# What to work on
Gather every line of the entries below that contains the string "MultiPolygon", matching case exactly.

# Dataset excerpts
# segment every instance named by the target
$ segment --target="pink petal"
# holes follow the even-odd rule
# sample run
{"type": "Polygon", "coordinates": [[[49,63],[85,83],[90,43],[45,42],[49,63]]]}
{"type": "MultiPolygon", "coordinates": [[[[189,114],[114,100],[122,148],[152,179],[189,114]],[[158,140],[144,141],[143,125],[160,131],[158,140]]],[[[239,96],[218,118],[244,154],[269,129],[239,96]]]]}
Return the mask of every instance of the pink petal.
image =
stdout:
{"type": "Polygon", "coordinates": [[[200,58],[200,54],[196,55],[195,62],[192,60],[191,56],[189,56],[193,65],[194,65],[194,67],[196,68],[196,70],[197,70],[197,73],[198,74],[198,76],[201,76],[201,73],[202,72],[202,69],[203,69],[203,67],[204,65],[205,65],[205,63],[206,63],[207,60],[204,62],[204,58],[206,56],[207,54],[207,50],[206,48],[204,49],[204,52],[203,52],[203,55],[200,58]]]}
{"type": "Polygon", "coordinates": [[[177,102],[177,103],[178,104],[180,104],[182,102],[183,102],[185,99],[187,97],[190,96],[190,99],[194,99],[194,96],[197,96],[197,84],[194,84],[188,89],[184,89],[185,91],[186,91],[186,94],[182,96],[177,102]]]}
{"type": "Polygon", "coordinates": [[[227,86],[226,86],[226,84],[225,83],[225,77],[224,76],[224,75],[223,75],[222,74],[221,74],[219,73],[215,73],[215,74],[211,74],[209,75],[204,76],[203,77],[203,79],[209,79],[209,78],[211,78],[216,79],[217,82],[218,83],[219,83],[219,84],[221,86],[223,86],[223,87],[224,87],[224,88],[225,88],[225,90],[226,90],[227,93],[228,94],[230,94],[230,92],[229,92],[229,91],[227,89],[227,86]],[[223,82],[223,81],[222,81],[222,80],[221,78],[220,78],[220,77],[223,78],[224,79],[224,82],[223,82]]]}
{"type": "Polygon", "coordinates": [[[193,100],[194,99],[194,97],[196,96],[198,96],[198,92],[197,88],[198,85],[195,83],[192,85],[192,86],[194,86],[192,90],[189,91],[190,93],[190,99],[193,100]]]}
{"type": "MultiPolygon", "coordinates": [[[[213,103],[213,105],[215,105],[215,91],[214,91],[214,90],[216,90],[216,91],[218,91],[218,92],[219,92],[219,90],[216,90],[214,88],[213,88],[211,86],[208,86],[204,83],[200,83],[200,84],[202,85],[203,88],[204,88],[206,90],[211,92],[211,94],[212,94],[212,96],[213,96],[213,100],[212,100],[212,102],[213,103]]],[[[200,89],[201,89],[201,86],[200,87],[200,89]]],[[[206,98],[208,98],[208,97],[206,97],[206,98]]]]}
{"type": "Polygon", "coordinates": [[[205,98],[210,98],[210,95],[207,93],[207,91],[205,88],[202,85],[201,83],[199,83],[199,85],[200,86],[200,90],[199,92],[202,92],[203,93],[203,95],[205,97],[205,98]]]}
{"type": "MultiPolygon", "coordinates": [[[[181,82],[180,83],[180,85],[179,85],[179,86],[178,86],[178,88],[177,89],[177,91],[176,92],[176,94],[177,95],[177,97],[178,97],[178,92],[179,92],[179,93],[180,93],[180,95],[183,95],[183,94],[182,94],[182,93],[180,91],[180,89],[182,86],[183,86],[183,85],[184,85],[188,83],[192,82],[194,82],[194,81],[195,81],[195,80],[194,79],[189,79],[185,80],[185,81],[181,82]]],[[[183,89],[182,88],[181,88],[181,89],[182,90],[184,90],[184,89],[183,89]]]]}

# Response to the task
{"type": "MultiPolygon", "coordinates": [[[[189,114],[114,100],[122,148],[152,179],[189,114]],[[158,140],[144,141],[143,125],[160,131],[158,140]]],[[[239,96],[218,118],[244,154],[269,129],[239,96]]]]}
{"type": "MultiPolygon", "coordinates": [[[[213,103],[213,105],[215,105],[215,91],[214,91],[214,90],[216,90],[216,91],[218,91],[218,92],[219,92],[219,90],[216,90],[214,88],[213,88],[211,86],[208,86],[204,83],[200,83],[200,84],[202,85],[203,88],[204,88],[206,90],[211,92],[211,94],[212,94],[212,96],[213,96],[213,100],[212,100],[212,102],[213,103]]],[[[200,89],[201,89],[201,86],[200,87],[200,89]]],[[[206,98],[208,98],[208,97],[206,97],[206,98]]]]}
{"type": "MultiPolygon", "coordinates": [[[[181,82],[180,83],[180,85],[179,85],[179,86],[178,86],[178,88],[177,89],[177,91],[176,92],[176,94],[177,95],[177,97],[178,97],[178,92],[179,92],[179,93],[180,93],[180,95],[183,95],[183,94],[182,94],[182,93],[180,91],[180,89],[182,86],[183,86],[183,85],[184,85],[188,83],[192,82],[194,82],[194,81],[195,81],[195,80],[194,79],[189,79],[185,80],[185,81],[181,82]]],[[[183,89],[182,88],[181,88],[181,89],[182,90],[184,90],[184,89],[183,89]]]]}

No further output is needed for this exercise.